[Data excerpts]
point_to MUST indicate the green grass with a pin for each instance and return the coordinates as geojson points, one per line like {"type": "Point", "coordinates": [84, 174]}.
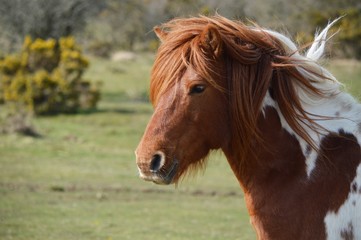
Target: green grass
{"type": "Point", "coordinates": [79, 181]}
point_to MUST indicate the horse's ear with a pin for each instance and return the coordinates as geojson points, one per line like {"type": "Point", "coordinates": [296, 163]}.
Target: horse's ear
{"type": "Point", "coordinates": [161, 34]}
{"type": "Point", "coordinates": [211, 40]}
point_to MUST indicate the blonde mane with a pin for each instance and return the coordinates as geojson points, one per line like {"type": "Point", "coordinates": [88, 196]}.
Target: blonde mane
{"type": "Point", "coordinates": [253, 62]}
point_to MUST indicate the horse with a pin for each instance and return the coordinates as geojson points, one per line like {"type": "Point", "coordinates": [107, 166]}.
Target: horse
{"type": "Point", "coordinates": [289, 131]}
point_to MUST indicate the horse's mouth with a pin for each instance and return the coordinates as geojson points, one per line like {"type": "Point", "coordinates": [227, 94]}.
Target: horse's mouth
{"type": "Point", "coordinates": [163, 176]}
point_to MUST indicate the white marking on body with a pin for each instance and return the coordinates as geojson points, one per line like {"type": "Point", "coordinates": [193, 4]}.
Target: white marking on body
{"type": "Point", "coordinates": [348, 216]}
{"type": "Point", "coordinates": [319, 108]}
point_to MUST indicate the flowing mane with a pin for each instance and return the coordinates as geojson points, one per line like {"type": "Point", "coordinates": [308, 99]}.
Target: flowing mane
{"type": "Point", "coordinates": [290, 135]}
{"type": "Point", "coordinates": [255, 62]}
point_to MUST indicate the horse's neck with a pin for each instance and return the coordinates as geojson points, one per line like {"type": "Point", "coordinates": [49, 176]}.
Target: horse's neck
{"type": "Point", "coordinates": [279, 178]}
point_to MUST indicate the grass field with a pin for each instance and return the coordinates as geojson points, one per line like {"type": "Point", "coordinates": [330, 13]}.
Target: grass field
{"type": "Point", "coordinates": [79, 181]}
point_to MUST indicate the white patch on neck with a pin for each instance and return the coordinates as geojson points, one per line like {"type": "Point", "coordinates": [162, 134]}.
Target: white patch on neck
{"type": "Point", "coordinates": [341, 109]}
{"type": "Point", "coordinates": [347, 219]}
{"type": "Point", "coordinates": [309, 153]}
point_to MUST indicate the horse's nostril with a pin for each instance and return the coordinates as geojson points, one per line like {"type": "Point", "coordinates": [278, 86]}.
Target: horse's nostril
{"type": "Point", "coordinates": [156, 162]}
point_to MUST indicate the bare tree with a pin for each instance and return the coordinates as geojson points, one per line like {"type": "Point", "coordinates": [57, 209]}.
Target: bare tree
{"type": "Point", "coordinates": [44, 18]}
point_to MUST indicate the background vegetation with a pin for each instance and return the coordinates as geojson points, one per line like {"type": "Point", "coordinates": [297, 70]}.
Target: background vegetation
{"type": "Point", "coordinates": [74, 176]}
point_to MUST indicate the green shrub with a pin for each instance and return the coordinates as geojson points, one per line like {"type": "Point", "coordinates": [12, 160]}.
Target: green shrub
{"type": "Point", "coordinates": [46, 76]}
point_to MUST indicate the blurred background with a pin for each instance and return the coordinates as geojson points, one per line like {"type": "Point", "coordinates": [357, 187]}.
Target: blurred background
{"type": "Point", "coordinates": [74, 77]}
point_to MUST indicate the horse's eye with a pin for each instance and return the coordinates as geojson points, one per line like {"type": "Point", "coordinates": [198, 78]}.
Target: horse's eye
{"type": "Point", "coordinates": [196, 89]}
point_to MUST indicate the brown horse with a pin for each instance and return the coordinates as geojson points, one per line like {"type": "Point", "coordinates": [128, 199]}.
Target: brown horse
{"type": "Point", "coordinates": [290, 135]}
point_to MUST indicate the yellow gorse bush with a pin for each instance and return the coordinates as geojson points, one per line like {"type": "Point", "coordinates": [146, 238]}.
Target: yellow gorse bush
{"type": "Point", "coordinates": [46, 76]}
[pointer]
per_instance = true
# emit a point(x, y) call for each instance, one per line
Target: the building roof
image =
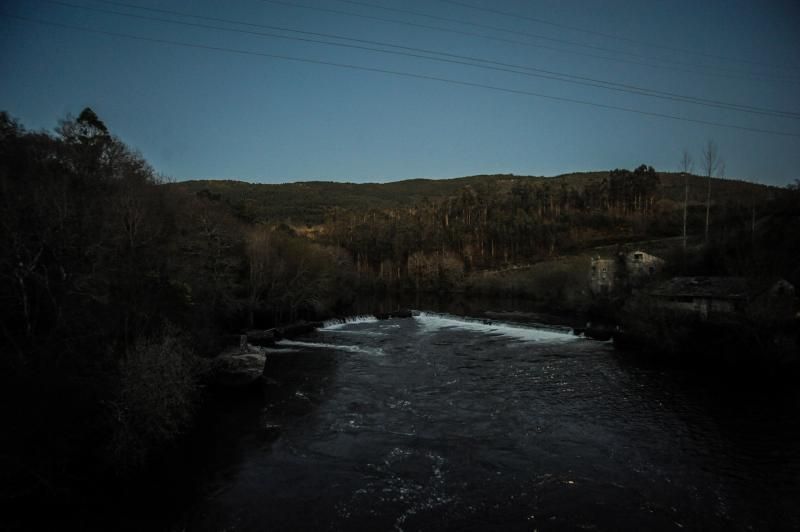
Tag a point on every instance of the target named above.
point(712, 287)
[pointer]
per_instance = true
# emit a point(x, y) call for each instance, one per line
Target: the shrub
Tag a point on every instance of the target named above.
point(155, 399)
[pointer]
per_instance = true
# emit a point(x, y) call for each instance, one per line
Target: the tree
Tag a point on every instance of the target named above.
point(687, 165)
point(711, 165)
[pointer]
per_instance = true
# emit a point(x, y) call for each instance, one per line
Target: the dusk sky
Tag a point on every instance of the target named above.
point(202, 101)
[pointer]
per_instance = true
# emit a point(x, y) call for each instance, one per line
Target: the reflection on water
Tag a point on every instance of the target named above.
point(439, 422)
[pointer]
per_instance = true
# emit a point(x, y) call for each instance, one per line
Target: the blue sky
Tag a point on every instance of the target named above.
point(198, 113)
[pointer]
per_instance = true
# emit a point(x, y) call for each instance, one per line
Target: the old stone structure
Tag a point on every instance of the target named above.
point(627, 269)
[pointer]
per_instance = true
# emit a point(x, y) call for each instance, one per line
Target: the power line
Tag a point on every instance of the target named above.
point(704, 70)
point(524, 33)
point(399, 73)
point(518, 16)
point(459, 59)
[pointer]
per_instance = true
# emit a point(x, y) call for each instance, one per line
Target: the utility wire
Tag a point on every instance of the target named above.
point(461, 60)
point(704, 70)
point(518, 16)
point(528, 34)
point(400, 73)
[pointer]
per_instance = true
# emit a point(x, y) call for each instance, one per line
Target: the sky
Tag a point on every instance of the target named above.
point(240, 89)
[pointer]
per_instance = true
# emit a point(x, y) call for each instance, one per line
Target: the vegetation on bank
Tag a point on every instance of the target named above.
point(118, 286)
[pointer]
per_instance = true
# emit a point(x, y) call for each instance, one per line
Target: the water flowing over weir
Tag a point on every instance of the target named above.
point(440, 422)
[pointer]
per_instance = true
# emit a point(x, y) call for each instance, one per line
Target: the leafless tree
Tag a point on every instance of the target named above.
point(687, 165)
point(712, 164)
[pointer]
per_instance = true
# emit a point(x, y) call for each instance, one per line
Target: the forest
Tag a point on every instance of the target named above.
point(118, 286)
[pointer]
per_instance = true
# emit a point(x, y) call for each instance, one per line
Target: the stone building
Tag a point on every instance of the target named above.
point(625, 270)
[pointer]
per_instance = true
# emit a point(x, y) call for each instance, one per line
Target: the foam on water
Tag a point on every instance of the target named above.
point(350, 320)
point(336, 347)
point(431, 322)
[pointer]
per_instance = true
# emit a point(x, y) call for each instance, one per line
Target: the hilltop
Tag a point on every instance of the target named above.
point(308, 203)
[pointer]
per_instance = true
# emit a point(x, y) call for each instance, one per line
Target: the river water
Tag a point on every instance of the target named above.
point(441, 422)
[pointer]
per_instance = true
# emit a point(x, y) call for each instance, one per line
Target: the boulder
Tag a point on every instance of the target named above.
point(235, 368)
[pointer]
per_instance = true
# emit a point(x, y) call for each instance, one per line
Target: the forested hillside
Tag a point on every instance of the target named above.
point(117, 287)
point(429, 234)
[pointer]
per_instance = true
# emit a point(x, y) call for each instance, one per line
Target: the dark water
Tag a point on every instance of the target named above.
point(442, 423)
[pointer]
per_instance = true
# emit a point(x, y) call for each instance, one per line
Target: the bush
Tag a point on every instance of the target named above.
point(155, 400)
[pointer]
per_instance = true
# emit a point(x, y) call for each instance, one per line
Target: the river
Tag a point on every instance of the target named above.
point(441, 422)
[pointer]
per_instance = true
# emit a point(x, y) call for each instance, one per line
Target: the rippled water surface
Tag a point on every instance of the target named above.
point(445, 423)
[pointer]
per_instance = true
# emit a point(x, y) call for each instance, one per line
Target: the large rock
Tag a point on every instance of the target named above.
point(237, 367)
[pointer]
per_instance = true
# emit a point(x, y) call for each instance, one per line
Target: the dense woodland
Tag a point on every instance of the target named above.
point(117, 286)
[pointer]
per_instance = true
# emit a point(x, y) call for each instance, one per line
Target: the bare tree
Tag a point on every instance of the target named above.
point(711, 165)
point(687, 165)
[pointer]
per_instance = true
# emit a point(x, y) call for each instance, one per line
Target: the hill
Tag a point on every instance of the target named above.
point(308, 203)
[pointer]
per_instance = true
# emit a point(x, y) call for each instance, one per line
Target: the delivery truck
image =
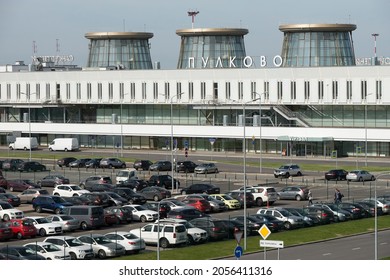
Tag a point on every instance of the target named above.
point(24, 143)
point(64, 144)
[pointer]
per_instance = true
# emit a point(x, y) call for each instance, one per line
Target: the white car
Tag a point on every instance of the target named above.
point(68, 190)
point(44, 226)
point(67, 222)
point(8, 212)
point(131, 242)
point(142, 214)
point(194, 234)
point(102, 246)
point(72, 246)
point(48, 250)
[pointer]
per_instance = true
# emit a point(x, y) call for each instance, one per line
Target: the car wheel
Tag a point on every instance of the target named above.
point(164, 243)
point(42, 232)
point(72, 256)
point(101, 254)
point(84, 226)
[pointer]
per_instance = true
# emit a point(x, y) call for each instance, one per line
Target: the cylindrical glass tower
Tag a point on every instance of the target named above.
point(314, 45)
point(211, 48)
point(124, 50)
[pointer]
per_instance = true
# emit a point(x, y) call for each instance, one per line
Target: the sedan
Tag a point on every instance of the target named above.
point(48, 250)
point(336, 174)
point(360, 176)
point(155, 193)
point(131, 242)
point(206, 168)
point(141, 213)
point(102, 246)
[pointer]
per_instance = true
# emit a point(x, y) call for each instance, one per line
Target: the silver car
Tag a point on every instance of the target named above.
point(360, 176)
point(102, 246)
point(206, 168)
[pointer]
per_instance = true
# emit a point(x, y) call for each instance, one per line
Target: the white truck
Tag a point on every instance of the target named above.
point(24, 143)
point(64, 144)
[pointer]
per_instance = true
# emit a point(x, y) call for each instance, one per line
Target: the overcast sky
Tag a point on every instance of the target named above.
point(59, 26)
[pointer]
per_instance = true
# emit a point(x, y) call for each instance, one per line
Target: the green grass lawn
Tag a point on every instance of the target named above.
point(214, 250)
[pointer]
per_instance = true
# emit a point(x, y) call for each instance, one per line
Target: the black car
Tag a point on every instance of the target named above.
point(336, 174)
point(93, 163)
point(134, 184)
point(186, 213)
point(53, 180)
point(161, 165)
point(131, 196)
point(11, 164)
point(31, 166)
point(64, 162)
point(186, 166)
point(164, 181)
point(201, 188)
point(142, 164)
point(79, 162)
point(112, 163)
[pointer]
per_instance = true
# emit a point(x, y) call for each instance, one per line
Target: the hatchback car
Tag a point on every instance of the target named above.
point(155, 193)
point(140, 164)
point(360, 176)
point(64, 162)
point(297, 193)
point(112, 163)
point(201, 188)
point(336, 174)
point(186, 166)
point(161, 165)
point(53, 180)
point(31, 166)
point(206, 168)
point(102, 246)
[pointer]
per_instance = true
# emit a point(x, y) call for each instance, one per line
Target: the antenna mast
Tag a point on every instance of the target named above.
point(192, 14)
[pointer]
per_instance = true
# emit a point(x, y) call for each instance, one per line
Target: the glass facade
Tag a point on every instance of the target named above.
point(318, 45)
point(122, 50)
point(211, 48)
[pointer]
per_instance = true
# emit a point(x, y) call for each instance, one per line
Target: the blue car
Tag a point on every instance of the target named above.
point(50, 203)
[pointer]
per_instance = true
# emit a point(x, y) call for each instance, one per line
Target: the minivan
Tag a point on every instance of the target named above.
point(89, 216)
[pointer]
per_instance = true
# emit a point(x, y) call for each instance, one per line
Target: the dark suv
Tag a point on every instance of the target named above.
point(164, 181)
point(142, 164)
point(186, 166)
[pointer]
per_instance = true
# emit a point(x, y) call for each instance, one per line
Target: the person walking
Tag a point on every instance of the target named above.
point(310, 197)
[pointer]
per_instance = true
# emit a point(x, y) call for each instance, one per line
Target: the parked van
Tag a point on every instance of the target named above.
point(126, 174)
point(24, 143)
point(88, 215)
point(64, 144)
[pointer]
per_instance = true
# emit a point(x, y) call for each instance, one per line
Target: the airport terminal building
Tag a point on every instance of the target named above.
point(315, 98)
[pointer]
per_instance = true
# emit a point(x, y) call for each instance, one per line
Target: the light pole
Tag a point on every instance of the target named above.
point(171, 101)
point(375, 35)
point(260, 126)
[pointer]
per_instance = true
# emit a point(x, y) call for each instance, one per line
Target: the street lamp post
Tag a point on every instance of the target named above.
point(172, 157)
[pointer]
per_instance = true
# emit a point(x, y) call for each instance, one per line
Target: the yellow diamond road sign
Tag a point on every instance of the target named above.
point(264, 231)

AIM OF THE TASK >> What lines in the records above include the string "water"? Copy each one.

EXERCISE SOLUTION >>
Target: the reflection on water
Target: the water flowing over weir
Target: the foam on water
Target: the river water
Target: the dark water
Target: the rippled water surface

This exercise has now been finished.